══ ROWS ══

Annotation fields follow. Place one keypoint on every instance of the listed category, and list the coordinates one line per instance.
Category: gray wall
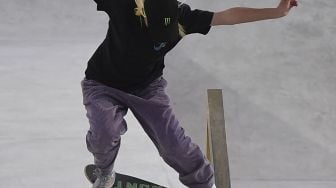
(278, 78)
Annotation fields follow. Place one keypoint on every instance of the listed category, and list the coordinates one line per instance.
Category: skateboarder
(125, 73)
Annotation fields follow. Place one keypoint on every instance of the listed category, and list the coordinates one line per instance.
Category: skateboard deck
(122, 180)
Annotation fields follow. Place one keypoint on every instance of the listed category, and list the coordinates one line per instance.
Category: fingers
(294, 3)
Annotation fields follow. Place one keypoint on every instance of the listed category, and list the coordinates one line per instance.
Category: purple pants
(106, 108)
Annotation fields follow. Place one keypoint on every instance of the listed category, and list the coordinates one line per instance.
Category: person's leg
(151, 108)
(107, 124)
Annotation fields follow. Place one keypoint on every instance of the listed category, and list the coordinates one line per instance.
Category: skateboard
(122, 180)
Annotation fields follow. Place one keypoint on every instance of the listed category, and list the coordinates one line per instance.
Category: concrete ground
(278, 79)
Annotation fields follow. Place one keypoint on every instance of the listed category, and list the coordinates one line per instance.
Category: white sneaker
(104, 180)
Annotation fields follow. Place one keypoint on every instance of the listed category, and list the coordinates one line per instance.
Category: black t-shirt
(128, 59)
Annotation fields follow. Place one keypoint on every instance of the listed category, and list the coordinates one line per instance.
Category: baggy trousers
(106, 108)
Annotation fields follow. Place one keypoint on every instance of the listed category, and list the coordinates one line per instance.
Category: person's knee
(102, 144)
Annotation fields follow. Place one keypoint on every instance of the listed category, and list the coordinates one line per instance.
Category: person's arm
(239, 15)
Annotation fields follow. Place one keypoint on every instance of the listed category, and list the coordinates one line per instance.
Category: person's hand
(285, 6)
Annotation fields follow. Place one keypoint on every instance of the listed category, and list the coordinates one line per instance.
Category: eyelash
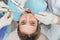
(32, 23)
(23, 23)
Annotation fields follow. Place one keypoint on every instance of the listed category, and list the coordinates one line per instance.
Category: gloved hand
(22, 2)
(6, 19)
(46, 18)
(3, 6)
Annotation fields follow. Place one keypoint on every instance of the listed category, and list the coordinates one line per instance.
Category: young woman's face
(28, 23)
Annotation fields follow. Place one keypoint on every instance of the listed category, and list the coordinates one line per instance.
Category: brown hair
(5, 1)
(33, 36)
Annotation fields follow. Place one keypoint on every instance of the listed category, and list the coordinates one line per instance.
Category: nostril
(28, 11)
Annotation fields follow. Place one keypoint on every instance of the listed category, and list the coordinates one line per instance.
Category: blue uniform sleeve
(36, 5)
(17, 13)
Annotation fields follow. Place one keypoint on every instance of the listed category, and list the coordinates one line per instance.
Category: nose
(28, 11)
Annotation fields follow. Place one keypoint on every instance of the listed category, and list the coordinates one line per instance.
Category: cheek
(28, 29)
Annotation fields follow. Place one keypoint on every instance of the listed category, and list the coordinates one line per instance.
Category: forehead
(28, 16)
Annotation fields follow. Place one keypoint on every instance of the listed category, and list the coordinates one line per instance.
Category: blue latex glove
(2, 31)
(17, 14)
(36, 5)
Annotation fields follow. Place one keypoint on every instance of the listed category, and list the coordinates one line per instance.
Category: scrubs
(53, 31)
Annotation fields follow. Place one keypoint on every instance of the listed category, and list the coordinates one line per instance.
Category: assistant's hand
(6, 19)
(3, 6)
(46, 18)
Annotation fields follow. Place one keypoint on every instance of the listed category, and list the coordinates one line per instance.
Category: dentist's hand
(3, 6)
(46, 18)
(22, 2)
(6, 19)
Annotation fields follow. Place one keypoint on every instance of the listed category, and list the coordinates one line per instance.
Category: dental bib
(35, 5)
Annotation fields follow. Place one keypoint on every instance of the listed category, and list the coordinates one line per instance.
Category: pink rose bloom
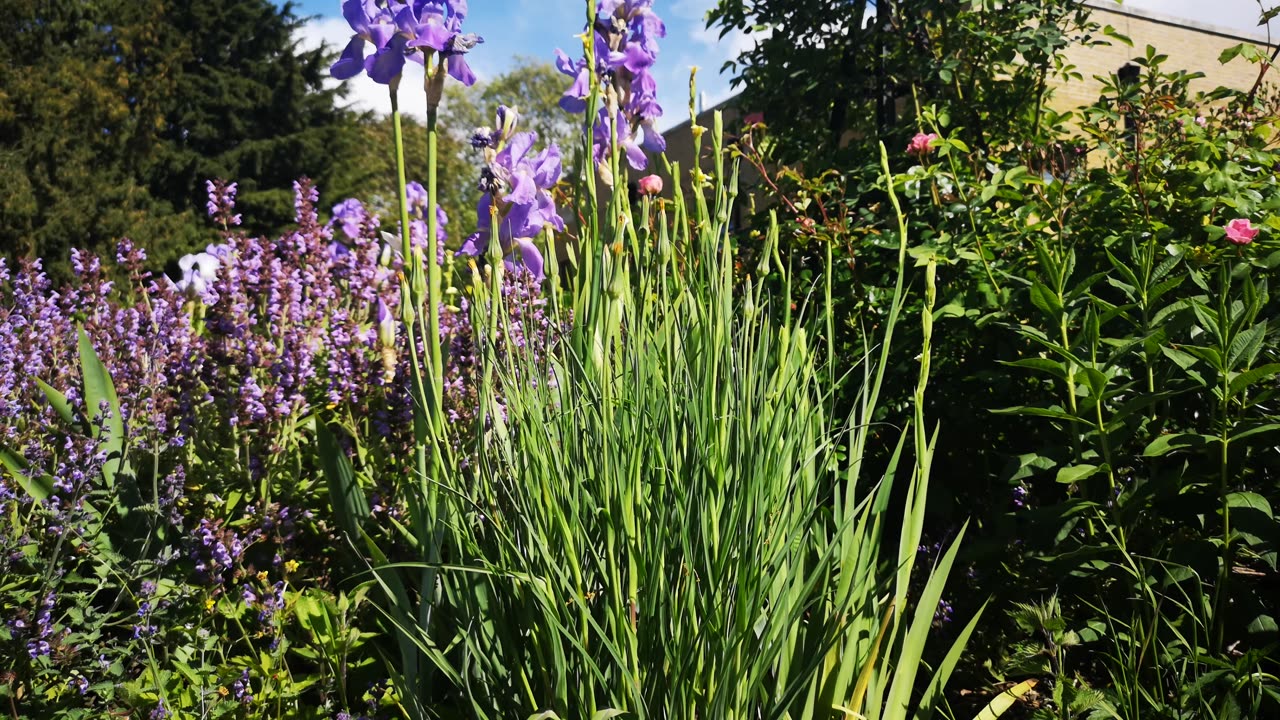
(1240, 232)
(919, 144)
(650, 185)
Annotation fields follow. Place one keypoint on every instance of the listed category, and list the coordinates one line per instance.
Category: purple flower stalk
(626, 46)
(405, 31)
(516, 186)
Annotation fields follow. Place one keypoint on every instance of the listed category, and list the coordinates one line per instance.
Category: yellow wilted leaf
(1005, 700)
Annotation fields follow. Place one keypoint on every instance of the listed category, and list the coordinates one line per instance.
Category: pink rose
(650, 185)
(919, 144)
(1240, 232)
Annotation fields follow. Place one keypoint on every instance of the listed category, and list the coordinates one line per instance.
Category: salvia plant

═══

### WRITTEN EXERCISE
Pick out every line in the items above that contains the string "hand", and copy each one unchanged. Case counts.

### EXERCISE RESULT
Category: person's hand
Category: gloved hand
Category: assistant's hand
Category: dentist's hand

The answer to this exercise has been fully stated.